AUFGABENBESCHREIBUNG:
Schreibe die Zeilen unverändert ab, beginnend mit der Zeile, die „At your convenience, could you detect the woman“ enthält, bis einschließlich der Zeile, die „138, 343, 293, 495“ enthält.
**** ZEILEN DES DATENSATZES ****
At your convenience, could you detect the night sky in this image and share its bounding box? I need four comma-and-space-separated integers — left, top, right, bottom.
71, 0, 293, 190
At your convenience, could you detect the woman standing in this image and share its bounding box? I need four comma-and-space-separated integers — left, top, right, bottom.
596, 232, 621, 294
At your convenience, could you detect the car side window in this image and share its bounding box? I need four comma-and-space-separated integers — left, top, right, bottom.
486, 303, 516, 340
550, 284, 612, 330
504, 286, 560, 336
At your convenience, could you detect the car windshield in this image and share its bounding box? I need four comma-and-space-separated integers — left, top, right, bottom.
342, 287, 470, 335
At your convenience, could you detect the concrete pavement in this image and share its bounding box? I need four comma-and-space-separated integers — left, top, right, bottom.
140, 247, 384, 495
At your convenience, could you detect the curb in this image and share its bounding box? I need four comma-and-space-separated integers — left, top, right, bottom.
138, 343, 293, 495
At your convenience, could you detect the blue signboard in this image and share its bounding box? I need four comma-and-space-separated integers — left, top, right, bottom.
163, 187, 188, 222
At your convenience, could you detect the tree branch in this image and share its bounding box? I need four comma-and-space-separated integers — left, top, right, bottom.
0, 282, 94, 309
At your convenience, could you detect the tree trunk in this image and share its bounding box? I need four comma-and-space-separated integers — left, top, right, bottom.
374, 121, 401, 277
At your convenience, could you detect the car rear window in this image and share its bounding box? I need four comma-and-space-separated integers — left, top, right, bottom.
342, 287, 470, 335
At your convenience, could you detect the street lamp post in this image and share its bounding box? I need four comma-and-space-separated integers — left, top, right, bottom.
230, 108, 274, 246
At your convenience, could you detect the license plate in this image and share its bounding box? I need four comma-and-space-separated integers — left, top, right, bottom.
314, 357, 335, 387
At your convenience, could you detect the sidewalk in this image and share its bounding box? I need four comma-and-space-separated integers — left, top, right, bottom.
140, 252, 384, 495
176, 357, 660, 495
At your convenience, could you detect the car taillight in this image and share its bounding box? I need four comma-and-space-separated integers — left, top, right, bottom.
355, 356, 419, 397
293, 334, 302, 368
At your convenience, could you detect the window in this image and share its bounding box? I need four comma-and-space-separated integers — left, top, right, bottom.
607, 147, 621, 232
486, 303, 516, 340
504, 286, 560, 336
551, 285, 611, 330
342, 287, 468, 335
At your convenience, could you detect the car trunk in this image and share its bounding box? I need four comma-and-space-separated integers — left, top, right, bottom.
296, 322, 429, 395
****
LÖSUNG:
At your convenience, could you detect the woman standing in this image and share its bounding box? I need four comma-and-space-separated integers — left, top, right, bottom.
596, 232, 621, 294
At your convenience, could you detect the car side window in this image and share its bounding box? I need four comma-and-space-separated integers — left, top, right, bottom.
486, 303, 516, 340
550, 284, 612, 330
504, 286, 560, 336
At your convenience, could you detect the car windshield in this image and share its bounding box? I need four comma-and-space-separated integers — left, top, right, bottom.
342, 287, 470, 335
At your convenience, could you detect the concrete pavement in this image and share its bounding box? I need four comma-and-space-separated integers — left, top, right, bottom.
140, 247, 384, 495
At your convenience, could you detect the curb in this image and share its bounding box? I need four comma-and-space-separated integers — left, top, right, bottom.
138, 343, 293, 495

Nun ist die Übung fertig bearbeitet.